**Prompt:** Gather every line in the records below that contains the word "building". Case matters.

Excerpts from a location annotation dataset

[start]

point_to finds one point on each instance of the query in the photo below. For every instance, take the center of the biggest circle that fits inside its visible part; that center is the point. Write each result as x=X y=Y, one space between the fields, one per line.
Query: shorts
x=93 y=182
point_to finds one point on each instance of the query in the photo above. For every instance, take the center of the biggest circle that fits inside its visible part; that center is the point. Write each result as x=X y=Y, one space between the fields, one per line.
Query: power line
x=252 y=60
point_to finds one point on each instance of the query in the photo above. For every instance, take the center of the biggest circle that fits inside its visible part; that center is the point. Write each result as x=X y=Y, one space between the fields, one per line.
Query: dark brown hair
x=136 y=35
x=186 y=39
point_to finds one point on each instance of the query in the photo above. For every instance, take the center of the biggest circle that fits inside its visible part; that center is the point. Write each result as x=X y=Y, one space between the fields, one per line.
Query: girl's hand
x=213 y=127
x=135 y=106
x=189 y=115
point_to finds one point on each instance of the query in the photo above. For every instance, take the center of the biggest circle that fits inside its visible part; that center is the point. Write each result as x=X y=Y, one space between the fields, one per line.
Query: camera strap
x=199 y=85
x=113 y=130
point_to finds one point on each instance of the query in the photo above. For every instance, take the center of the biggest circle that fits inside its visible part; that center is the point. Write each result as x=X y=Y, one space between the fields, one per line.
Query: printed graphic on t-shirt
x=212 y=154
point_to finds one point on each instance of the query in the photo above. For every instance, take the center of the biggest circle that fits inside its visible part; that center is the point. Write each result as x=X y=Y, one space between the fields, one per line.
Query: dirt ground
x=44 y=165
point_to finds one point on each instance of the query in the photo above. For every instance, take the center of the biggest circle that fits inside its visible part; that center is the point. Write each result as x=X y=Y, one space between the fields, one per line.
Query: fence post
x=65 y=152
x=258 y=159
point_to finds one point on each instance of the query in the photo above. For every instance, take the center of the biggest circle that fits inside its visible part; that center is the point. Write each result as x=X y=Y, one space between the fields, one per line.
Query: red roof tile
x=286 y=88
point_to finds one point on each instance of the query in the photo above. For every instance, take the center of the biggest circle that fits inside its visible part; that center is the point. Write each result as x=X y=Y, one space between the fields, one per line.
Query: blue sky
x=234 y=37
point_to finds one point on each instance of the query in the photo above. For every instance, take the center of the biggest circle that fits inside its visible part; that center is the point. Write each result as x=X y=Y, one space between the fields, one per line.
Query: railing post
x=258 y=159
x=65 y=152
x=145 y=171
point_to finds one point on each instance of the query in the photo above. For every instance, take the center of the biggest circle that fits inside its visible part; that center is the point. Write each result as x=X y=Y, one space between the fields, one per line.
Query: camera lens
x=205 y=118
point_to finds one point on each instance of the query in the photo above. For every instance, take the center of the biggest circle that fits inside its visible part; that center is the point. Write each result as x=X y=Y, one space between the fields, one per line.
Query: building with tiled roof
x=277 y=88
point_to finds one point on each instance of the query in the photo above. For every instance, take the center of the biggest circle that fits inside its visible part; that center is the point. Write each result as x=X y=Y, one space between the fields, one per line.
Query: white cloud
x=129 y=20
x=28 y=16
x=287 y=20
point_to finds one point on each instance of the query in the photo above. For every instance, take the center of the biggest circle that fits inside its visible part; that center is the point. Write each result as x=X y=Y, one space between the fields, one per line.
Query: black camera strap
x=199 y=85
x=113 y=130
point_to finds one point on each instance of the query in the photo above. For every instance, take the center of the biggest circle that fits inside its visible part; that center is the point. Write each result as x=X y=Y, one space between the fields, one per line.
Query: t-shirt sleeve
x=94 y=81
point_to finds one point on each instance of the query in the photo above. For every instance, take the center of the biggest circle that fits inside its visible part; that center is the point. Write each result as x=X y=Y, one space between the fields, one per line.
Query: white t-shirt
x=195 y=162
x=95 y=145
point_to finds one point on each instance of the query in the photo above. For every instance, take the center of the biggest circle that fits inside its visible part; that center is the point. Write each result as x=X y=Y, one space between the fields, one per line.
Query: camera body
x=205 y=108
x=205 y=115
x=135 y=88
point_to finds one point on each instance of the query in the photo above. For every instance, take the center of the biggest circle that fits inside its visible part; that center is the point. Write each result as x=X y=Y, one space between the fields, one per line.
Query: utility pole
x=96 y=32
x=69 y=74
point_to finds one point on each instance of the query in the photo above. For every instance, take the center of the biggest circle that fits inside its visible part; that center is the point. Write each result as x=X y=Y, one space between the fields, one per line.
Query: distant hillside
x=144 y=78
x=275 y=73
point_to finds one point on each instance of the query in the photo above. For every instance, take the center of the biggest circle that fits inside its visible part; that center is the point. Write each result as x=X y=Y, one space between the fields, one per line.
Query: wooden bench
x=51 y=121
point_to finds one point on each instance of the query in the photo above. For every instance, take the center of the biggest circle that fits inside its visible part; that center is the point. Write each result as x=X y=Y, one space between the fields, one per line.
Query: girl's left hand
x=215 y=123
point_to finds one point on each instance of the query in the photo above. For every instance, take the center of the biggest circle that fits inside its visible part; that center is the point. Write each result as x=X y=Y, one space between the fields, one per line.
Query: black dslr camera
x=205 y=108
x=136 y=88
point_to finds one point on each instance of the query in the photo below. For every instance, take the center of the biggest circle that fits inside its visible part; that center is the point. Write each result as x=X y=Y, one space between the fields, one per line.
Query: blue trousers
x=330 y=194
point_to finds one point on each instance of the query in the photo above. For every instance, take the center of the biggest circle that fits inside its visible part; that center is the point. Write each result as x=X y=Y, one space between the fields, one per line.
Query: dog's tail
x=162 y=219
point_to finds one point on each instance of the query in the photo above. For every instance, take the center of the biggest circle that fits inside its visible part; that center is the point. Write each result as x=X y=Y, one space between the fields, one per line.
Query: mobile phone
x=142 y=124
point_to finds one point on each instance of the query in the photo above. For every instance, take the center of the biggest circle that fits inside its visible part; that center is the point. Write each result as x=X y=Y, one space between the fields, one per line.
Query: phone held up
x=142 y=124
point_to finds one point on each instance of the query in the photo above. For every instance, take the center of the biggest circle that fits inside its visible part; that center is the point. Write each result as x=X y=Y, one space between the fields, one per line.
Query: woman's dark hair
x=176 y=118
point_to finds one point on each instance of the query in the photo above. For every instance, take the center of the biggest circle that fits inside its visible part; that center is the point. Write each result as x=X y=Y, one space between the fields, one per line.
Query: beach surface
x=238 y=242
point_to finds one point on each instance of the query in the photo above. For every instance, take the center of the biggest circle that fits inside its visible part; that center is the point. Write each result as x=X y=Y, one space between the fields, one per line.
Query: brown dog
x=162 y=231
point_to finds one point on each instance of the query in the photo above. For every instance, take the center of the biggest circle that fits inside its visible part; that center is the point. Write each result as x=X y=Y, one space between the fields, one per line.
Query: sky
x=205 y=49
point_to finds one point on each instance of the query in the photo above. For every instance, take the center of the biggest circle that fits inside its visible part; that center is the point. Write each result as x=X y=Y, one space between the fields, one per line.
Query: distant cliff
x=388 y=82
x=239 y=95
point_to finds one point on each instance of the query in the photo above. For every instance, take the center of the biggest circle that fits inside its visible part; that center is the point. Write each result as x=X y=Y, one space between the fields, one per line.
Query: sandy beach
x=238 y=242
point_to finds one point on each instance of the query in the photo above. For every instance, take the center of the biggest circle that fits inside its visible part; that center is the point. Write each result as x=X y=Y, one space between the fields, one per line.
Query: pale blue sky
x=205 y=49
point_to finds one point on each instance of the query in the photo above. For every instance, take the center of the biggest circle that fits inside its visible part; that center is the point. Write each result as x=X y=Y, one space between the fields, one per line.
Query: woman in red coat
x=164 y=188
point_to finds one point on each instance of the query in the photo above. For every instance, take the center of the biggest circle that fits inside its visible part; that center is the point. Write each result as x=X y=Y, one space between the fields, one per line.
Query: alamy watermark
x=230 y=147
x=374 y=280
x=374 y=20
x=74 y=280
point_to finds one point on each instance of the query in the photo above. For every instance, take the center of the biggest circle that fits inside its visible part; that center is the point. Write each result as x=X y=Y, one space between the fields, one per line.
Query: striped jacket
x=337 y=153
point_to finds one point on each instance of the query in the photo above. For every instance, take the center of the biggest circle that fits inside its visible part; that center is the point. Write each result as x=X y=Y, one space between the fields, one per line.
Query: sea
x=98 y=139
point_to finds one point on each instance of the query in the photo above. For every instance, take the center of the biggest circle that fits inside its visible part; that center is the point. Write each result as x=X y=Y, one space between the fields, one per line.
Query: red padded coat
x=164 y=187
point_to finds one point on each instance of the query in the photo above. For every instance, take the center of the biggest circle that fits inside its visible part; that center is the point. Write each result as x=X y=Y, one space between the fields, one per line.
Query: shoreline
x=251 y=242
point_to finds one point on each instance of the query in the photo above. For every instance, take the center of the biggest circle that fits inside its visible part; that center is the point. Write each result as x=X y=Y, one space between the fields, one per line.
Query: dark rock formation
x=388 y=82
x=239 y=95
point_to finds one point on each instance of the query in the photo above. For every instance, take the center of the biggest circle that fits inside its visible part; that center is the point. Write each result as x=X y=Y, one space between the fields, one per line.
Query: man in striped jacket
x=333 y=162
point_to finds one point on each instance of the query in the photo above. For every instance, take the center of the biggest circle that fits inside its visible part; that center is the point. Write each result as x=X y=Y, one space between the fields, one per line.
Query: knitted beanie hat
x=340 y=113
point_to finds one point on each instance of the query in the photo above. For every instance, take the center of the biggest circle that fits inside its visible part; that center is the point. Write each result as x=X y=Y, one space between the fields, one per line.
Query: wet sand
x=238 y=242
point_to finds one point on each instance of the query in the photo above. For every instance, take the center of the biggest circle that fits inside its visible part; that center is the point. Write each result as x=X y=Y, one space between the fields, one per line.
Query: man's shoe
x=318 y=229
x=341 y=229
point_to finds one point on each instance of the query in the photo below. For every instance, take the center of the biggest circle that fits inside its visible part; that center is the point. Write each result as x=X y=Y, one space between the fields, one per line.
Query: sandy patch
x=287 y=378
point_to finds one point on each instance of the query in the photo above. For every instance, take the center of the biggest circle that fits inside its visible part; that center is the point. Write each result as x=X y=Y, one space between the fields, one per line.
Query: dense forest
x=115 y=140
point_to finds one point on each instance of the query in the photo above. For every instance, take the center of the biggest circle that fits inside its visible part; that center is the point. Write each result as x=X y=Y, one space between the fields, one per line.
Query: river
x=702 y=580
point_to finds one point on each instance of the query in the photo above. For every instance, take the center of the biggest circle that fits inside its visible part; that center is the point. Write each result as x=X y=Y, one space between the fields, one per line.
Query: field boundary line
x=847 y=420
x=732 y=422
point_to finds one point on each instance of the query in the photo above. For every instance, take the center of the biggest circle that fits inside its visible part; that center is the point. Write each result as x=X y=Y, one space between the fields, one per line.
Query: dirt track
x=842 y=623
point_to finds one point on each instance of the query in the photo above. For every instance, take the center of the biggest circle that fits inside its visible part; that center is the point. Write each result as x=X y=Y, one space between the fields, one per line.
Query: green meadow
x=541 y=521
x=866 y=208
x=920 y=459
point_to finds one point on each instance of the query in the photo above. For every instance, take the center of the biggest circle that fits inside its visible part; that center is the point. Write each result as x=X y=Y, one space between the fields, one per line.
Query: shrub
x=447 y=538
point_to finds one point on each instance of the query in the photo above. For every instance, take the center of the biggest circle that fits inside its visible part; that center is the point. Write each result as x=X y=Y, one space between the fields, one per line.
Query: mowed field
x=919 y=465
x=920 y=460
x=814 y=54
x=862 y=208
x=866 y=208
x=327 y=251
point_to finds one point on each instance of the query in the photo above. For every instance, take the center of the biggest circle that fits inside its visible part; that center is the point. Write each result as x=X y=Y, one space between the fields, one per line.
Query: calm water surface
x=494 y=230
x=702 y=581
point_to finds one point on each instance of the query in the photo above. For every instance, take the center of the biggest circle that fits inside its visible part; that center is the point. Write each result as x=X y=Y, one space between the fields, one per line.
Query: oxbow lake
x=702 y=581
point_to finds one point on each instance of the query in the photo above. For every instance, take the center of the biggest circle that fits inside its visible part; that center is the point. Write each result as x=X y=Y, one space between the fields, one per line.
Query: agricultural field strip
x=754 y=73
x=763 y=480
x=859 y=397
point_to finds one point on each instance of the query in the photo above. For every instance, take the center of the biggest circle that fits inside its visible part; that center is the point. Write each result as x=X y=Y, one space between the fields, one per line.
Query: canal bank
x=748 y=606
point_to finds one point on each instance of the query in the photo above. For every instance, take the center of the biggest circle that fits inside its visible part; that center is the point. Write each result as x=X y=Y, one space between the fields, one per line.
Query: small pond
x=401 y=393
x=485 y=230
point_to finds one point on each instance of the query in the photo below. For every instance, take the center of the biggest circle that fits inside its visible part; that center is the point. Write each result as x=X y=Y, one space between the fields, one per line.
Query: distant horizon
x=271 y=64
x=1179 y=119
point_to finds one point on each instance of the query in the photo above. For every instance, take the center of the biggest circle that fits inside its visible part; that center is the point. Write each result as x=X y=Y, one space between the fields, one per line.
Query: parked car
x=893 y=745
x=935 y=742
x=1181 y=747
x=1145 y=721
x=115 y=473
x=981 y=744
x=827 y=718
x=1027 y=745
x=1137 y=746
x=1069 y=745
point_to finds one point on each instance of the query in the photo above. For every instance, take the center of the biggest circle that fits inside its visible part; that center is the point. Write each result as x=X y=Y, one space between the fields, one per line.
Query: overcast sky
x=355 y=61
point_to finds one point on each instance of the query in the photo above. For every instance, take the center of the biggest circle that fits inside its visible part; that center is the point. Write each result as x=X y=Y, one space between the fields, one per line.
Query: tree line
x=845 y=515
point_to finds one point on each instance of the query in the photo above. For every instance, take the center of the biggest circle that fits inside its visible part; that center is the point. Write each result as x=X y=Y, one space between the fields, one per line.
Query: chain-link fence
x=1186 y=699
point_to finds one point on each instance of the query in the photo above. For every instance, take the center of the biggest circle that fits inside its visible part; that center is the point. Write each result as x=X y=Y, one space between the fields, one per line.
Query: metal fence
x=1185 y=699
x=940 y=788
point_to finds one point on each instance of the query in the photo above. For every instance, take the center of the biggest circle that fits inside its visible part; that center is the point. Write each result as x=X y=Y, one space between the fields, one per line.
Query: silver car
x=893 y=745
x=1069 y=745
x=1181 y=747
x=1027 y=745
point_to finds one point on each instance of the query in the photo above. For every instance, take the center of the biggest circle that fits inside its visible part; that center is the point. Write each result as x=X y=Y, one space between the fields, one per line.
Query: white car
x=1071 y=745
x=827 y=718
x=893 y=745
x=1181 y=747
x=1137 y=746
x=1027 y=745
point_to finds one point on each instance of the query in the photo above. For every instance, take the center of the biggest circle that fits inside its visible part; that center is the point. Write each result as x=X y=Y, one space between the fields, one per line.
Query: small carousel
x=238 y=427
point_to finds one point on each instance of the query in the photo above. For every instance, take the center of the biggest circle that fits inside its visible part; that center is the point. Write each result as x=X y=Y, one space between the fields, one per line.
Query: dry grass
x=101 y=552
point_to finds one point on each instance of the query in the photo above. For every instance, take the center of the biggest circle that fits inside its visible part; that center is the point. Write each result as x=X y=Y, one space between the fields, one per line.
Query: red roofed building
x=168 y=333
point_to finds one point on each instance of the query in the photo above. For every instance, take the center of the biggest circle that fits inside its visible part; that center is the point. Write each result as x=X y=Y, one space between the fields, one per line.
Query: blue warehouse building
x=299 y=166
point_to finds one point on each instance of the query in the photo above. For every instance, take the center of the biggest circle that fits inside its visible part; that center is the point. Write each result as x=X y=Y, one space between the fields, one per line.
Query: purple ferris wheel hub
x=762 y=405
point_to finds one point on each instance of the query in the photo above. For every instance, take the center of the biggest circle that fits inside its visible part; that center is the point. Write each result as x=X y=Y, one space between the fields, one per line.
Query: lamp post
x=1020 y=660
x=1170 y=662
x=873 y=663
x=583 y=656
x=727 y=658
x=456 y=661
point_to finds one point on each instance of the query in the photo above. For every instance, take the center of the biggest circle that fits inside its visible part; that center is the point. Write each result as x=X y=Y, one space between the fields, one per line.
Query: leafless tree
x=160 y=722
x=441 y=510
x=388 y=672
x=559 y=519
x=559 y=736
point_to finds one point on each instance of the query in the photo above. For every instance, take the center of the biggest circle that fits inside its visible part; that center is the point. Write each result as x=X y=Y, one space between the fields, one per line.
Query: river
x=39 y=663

[end]

**Solution to the exercise:**
Query: building with tiled roof
Query: red roofed building
Query: blue warehouse building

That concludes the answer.